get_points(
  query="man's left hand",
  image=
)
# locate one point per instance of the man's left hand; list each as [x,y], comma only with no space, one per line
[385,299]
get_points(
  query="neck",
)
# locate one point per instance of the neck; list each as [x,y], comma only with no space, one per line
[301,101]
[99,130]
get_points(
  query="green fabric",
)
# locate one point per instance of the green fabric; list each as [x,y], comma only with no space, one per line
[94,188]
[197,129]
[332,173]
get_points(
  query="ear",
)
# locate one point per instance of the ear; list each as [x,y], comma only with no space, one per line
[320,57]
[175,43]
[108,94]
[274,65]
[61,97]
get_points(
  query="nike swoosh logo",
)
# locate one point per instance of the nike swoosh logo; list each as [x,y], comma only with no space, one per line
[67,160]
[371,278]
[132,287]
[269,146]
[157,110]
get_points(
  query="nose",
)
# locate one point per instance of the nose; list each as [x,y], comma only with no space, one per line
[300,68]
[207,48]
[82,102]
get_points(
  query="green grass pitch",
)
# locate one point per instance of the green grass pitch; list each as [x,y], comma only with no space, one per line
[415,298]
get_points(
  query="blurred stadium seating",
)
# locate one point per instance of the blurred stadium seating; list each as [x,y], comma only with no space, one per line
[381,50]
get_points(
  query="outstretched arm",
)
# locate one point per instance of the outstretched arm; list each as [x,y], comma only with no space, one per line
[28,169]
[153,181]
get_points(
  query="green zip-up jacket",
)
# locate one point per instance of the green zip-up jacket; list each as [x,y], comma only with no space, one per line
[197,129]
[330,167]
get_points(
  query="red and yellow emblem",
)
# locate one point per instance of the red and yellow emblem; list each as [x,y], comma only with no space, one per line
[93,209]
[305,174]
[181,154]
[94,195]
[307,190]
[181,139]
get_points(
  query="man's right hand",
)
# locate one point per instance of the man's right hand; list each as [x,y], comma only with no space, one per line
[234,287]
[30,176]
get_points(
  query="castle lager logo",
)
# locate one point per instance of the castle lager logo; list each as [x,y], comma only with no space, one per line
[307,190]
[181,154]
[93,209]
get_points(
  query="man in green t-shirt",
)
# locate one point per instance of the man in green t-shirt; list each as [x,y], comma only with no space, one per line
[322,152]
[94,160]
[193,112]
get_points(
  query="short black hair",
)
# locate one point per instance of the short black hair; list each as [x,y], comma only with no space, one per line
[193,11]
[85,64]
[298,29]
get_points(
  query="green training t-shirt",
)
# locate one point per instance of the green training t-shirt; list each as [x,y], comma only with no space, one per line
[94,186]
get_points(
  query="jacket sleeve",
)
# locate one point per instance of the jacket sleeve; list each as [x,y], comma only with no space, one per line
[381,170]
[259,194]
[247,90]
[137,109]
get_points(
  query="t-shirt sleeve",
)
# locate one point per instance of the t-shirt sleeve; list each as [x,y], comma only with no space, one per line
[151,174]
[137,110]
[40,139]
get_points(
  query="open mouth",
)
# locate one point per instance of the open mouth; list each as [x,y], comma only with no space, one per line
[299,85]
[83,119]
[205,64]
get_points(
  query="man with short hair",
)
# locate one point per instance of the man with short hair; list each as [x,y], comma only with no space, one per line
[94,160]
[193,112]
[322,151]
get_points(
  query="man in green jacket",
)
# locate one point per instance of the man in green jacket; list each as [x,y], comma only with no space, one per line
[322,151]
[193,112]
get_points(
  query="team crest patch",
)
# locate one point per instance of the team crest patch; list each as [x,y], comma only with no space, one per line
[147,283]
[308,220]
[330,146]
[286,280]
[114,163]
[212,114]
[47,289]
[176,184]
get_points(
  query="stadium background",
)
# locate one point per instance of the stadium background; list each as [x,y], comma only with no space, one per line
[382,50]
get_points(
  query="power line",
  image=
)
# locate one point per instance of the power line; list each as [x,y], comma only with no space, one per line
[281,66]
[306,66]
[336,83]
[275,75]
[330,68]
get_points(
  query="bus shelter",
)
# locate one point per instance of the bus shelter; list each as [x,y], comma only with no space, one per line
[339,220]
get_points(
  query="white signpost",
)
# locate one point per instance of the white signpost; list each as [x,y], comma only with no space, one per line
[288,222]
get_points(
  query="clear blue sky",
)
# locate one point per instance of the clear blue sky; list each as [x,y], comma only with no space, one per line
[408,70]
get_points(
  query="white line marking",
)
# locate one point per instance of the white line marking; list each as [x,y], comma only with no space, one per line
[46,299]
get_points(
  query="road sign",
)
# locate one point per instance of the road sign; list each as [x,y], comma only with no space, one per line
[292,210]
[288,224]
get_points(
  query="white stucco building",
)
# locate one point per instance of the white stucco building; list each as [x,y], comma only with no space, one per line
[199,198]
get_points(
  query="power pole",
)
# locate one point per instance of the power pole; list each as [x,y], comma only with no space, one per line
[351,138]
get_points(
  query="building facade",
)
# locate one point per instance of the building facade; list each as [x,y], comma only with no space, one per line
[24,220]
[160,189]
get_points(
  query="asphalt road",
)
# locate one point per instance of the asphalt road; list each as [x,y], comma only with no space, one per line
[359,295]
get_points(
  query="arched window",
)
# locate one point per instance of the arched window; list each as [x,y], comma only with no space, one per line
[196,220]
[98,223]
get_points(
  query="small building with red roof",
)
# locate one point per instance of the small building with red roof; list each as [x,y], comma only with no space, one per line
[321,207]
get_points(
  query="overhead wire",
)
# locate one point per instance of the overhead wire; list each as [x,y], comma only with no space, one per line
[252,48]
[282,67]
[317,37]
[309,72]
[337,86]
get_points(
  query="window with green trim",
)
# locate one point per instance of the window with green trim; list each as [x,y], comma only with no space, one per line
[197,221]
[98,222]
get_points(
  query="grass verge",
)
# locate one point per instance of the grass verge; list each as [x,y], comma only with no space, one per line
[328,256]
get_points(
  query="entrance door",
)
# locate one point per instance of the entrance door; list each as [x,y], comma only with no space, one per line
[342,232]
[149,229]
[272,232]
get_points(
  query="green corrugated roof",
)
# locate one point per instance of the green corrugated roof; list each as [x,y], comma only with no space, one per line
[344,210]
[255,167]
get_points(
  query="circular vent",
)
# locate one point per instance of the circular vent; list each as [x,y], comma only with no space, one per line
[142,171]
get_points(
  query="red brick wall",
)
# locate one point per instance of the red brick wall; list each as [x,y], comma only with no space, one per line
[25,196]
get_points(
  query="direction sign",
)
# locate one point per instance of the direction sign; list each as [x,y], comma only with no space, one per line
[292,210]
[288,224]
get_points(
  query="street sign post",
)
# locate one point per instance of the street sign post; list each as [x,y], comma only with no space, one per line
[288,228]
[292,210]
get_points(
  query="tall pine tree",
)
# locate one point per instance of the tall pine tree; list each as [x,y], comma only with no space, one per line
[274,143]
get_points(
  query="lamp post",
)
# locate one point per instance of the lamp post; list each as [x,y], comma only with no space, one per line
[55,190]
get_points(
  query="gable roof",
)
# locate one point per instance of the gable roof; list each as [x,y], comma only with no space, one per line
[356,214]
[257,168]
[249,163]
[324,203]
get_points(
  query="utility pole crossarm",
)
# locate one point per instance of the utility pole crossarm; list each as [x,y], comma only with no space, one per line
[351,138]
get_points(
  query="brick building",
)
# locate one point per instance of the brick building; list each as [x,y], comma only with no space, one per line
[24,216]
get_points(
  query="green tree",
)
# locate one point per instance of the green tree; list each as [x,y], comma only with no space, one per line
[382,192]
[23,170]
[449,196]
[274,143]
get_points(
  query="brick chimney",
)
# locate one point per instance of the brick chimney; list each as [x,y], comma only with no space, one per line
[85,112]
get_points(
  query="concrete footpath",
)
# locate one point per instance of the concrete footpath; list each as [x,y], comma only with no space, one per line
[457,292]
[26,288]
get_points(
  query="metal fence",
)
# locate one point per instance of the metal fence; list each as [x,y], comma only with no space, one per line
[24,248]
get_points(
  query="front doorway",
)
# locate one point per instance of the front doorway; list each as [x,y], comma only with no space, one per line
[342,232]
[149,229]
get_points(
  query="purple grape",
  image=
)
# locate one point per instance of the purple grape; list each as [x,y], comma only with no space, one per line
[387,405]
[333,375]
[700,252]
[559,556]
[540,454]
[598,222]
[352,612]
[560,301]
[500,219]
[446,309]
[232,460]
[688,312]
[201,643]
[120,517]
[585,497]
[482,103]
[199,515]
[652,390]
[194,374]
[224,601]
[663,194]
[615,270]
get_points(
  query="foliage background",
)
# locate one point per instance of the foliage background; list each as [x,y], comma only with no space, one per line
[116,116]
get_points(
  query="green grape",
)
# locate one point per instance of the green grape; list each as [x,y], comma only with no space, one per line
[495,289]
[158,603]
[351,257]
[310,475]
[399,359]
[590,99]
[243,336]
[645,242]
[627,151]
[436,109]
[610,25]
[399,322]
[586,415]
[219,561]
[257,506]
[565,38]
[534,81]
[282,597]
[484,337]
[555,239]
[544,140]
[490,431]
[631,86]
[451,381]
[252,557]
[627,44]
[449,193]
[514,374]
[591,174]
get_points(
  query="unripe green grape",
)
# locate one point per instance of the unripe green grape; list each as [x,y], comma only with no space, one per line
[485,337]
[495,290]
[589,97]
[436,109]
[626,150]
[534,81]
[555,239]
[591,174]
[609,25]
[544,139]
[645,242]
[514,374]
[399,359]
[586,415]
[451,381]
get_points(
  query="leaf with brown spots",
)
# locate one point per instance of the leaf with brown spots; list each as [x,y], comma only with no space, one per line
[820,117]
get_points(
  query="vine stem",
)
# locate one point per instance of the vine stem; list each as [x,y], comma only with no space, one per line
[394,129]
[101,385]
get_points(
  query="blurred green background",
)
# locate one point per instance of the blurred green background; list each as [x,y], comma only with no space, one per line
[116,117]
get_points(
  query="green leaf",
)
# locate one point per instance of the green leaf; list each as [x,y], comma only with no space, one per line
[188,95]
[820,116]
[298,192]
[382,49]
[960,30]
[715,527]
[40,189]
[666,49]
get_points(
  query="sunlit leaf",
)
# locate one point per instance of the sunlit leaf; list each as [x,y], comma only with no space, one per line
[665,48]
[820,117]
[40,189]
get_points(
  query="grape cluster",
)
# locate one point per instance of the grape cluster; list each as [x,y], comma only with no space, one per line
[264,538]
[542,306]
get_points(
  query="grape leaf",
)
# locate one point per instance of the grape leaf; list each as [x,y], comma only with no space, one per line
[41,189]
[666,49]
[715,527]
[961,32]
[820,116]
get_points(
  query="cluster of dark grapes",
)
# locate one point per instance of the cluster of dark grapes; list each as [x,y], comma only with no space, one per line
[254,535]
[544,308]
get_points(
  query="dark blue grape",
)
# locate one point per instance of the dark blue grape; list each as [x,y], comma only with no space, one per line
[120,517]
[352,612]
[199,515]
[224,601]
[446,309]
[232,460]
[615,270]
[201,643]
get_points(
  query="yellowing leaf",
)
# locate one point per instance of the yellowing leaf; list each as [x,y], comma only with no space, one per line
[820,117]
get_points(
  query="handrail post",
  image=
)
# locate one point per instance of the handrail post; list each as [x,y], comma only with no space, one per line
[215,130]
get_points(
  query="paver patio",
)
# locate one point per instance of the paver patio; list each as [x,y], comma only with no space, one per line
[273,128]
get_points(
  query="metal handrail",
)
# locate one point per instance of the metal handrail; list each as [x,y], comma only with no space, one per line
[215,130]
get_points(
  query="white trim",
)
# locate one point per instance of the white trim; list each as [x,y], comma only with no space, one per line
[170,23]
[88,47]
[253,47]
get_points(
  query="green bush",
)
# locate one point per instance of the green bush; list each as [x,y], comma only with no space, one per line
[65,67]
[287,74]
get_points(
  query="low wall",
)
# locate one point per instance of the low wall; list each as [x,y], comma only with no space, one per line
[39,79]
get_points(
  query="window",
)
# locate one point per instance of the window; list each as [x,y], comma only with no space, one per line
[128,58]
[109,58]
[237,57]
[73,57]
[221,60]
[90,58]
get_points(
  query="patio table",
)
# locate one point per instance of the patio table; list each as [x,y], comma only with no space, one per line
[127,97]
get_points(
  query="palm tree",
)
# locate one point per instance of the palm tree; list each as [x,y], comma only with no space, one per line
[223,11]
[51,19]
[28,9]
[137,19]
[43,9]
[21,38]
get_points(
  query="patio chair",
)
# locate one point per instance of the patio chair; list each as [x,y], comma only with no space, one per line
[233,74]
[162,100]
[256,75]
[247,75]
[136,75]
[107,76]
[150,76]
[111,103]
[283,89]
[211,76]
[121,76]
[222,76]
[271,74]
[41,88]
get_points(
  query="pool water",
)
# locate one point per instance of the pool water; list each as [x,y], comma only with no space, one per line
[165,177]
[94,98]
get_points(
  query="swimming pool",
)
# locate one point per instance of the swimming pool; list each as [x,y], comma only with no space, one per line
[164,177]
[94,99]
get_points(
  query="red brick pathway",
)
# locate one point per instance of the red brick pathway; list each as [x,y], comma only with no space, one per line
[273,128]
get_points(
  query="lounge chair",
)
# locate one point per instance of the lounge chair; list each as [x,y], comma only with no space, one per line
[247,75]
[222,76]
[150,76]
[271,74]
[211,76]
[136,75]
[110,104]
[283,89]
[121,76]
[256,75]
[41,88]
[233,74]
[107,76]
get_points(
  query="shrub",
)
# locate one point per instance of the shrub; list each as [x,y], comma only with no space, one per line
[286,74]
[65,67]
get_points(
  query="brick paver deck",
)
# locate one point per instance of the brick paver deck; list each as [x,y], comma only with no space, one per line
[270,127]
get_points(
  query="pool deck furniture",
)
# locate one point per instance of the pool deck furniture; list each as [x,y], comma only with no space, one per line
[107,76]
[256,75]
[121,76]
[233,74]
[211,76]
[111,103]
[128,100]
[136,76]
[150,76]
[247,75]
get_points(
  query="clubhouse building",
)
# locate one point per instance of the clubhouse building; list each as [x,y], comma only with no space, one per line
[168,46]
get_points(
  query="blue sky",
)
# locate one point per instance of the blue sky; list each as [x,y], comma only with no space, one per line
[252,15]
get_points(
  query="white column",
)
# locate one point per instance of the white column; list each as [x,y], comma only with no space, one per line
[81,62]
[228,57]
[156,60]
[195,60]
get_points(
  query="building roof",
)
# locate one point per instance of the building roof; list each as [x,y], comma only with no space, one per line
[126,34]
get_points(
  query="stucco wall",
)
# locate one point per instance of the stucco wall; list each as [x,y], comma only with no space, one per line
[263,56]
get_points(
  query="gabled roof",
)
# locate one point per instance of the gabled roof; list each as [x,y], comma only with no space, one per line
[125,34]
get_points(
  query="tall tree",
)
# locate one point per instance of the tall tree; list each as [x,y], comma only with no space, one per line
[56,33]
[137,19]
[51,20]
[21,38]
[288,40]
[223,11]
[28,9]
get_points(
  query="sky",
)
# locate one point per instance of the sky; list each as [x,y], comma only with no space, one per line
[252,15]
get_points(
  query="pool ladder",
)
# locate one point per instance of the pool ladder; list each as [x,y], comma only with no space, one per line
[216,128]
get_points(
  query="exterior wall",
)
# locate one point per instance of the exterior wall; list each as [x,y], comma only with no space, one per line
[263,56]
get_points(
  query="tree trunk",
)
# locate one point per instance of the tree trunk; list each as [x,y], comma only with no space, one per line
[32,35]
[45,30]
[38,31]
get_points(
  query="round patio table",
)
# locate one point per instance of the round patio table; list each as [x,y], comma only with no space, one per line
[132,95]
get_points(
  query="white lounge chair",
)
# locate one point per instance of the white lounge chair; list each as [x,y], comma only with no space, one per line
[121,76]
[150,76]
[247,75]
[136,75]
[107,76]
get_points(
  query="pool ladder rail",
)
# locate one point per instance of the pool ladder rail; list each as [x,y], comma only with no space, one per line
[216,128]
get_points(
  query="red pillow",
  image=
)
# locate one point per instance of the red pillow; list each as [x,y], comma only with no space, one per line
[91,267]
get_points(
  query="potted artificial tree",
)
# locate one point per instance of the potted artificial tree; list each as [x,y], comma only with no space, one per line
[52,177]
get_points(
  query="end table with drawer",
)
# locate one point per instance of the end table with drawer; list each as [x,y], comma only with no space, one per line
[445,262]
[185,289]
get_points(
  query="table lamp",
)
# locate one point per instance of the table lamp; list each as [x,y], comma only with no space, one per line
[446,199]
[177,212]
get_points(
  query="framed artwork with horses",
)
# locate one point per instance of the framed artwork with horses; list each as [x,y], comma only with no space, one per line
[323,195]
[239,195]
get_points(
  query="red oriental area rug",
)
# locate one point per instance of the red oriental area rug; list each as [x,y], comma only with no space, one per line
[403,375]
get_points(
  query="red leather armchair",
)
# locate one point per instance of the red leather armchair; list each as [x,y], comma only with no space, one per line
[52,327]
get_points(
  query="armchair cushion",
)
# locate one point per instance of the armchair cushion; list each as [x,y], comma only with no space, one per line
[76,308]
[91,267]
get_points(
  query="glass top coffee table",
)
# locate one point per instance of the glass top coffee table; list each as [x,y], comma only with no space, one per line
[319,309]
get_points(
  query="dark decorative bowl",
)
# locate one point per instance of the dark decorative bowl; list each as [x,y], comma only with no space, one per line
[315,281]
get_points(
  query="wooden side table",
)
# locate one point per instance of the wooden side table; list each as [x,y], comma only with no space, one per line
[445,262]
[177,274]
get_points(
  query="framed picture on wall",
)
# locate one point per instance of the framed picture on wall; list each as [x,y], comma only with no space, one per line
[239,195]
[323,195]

▬▬▬▬▬▬▬▬▬▬

### Task statement
Please pick out every line of the items above that contains the string "table", and copy each one in full. Case counts.

### Reply to the exercise
  query="patio table",
# locate one point per instance of the patio table; list each as [x,y], comma only with no space, one per line
  query="round patio table",
# locate one point per instance of the round patio table; list each as [x,y], comma only with no space, one per line
  query="end table with drawer",
# locate one point per instance of the end table with drawer; list each as [x,y], comma only with no space, one per line
  query="table lamp",
# locate one point per instance of the table lamp; list each as [x,y], comma only with no space, one per line
  query="glass top coffee table",
# locate one point per instance of the glass top coffee table; list each as [x,y], comma only with no space, one per line
  query="wooden side table",
# locate one point per instance of the wooden side table; list each as [x,y], comma only with no space, one per line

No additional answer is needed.